TEXTO FUENTE -

§ §

En pocos días hemos presenciado unas escenas bochornosas en la política española. En las Cortes Valencianas, un portavoz de renombre se levantó e increpó con tono amenazante a otra parlamentaria. En el hemiciclo nacional, de forma inédita en nuestra historia democrática, el presidente de Gobierno en funciones rehusó responder el discurso de investidura de su oponente. En la Aljafería, la presidenta de las Cortes de Aragón le negó el saludo a una ministra y a una secretaria de Estado. Y la guinda del pastel la puso un concejal que propinó unos cachetes en la mejilla al regidor de Madrid.
Menos mal que tras este último incidente el concejal en cuestión dimitió y sus respectivos dirigentes condenaron firmemente su conducta. Y no han faltado voces que hayan criticado las otras tres actuaciones.
Tanto en política como en la vida, el respeto y la cortesía siempre deben prevalecer por encima de discrepancias ideológicas y fobias personales. Es sumamente preocupante que entre nuestros parlamentarios cada vez sean más frecuentes los desplantes, las amenazas, las injurias y la violencia verbal. Y más aún dada su condición de representantes de los ciudadanos y, en consecuencia, de las instituciones. La falta de educación y de modales de los políticos son claros síntomas de la degradación institucional que lacra nuestra democracia. «Miré los muros [de las instituciones] de la patria mía…»

§ §

DATOS PROPORCIONADOS -
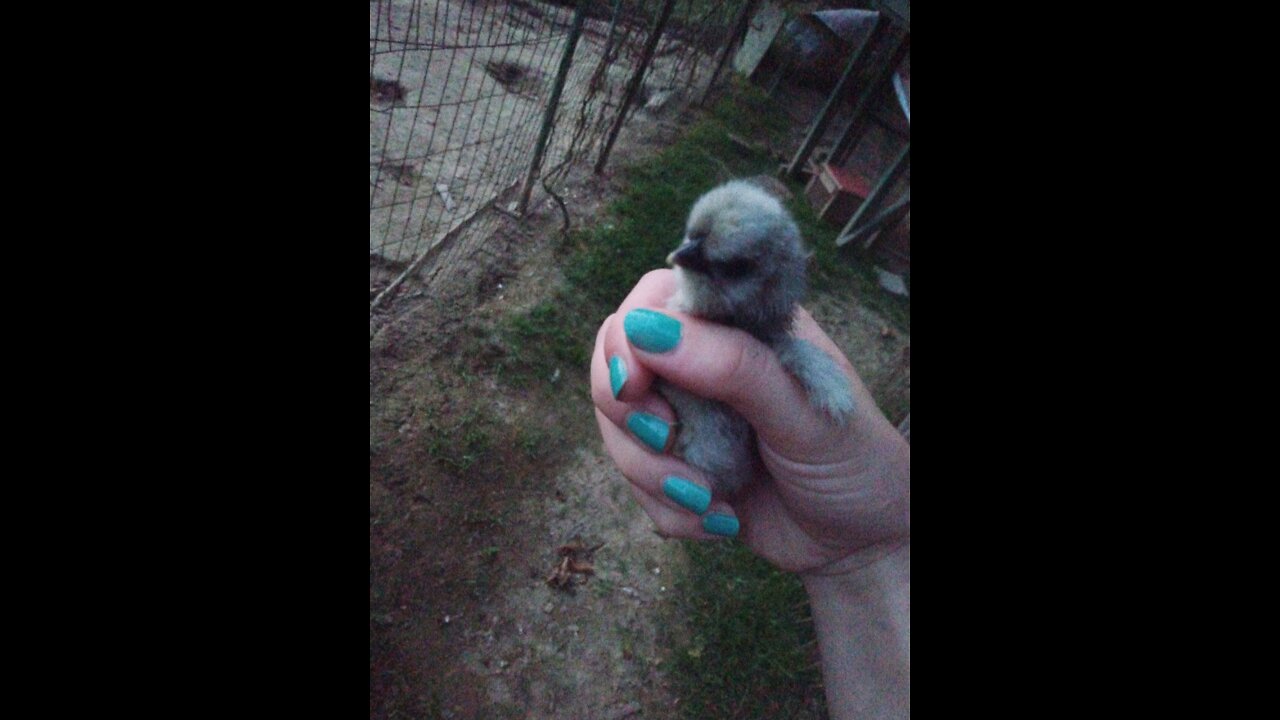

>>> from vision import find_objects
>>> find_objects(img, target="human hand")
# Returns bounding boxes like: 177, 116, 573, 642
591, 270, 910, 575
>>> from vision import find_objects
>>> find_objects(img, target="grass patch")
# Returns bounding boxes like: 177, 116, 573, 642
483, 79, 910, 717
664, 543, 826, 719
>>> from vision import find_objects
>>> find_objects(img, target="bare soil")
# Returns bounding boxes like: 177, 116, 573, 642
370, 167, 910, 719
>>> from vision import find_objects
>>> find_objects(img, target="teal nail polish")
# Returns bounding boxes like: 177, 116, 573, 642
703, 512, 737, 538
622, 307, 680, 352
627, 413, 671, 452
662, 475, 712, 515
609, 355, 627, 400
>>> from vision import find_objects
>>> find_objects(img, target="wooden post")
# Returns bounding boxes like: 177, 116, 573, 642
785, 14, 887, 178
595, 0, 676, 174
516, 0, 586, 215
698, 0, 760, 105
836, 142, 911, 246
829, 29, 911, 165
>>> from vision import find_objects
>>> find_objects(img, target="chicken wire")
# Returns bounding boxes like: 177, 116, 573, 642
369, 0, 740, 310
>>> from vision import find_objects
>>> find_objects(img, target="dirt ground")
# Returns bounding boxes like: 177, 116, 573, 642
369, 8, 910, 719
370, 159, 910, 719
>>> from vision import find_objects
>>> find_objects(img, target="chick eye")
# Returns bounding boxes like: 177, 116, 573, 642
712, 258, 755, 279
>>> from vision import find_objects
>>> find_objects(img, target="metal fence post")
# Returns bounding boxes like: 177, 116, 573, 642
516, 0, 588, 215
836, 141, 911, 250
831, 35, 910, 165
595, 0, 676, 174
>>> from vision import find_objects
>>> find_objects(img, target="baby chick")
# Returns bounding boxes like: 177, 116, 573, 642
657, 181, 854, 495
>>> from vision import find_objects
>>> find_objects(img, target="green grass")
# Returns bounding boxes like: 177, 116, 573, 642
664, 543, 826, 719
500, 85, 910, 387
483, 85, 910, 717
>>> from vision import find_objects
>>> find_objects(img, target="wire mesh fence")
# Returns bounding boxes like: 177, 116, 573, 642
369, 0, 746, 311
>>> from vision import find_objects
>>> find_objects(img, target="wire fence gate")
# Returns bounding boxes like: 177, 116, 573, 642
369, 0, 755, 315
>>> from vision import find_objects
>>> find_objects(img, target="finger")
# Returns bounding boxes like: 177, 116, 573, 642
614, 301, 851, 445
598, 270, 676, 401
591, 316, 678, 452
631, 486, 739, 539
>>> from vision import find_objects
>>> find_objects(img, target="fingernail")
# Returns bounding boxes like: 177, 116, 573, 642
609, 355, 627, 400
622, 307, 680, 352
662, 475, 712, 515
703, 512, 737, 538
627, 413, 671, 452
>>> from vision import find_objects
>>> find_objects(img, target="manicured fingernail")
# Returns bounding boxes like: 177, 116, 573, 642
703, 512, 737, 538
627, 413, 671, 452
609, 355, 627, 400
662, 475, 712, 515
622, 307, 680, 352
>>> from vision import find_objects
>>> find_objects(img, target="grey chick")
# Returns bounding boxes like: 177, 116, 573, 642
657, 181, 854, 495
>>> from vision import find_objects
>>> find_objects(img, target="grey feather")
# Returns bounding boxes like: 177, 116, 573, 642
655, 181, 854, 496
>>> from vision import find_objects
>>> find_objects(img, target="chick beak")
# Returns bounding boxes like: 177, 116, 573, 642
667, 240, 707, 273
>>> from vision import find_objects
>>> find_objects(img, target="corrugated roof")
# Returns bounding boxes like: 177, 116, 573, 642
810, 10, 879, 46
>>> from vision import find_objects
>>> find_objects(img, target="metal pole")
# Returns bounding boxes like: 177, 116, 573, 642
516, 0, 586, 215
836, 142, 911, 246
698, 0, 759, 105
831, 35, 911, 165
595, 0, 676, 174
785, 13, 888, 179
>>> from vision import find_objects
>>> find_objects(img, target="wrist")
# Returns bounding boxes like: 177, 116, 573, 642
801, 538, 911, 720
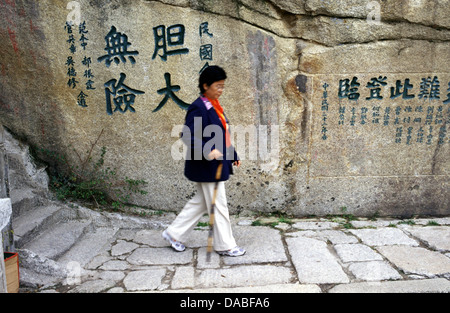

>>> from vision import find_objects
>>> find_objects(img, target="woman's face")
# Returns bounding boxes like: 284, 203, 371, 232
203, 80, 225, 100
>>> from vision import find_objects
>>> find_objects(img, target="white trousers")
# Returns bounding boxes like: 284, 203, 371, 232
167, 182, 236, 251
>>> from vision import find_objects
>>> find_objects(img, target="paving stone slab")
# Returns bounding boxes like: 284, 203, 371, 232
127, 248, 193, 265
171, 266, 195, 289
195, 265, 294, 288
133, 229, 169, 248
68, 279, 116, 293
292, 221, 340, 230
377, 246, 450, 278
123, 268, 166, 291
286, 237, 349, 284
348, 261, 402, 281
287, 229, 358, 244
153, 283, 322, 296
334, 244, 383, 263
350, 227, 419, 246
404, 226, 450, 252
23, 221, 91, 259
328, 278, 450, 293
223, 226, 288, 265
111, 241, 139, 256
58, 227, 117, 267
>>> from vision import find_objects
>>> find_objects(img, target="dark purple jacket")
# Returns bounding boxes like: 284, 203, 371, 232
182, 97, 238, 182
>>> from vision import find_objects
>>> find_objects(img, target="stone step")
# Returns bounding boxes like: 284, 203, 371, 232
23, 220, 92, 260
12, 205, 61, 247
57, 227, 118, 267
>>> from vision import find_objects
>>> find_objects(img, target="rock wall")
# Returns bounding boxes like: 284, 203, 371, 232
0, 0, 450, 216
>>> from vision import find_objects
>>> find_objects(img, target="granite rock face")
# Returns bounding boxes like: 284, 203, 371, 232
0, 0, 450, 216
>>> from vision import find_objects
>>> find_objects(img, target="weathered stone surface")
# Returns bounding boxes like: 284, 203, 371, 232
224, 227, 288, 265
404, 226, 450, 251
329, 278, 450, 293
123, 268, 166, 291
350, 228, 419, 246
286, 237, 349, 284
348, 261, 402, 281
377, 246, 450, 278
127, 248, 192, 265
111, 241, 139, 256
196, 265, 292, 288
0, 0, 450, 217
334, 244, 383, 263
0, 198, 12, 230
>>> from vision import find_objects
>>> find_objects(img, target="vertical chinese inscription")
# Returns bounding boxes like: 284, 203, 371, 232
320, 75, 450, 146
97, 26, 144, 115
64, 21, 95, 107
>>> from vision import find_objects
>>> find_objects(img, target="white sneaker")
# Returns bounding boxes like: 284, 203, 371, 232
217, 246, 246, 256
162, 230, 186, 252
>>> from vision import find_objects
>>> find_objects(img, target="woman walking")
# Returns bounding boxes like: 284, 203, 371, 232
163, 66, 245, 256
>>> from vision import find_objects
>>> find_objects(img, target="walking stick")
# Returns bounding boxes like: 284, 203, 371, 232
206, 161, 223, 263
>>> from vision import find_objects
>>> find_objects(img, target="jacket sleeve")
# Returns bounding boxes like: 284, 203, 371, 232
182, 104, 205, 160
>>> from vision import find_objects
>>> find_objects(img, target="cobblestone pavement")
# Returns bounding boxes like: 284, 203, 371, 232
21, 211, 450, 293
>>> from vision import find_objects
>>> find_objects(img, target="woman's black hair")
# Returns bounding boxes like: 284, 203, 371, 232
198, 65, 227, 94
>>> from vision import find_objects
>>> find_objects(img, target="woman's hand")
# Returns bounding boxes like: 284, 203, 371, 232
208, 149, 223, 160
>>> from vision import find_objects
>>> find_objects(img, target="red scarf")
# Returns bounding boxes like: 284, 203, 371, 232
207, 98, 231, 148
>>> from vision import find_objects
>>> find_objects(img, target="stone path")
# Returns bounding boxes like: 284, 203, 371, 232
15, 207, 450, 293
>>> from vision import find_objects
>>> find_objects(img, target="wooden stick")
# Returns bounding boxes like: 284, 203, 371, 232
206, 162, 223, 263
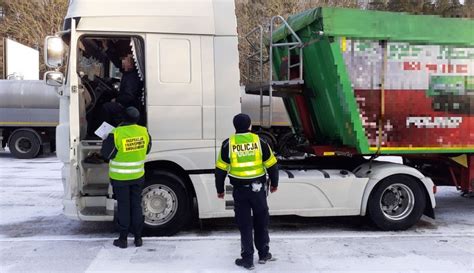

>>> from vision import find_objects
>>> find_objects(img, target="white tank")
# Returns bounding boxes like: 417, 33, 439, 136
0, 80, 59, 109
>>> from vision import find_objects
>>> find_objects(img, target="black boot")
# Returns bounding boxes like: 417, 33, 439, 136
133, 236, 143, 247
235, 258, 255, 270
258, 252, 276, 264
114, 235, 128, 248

§ §

TAREAS DEL EJERCICIO -
1. Según el texto sobre la falta de cortesía en la política española, indica si cada afirmación concuerda con él. Responde sí o no y cita entre comillas las palabras del texto que lo deciden.
(a) El concejal que dio unos cachetes al regidor de Madrid dimitió después del incidente.
(b) La presidenta de las Cortes de Aragón negó el saludo a dos ministras.
(c) El presidente de Gobierno en funciones respondió al discurso de investidura de su oponente.
2. Continúa el texto sobre la falta de cortesía en la política española a partir de la cita con la que termina.

RESPUESTAS DEL EJERCICIO -
1.
(a) Sí: «tras este último incidente el concejal en cuestión dimitió».
(b) No: «le negó el saludo a una ministra y a una secretaria de Estado».
(c) No: «rehusó responder el discurso de investidura de su oponente».

2.
La política a veces no es fiel reflejo de la sociedad. Por ese motivo, Adolfo Suárez se propuso «elevar a la categoría política de normal lo que a nivel de calle es simplemente normal». Pero, en este caso, ¿hasta qué punto el respeto y la educación siguen siendo «simplemente normales» a nivel de calle? Me aventuro a afirmar que en cierta medida siguen siendo la tendencia general entre los ciudadanos, pero los incidentes de estos días tendrían que mantenernos alerta.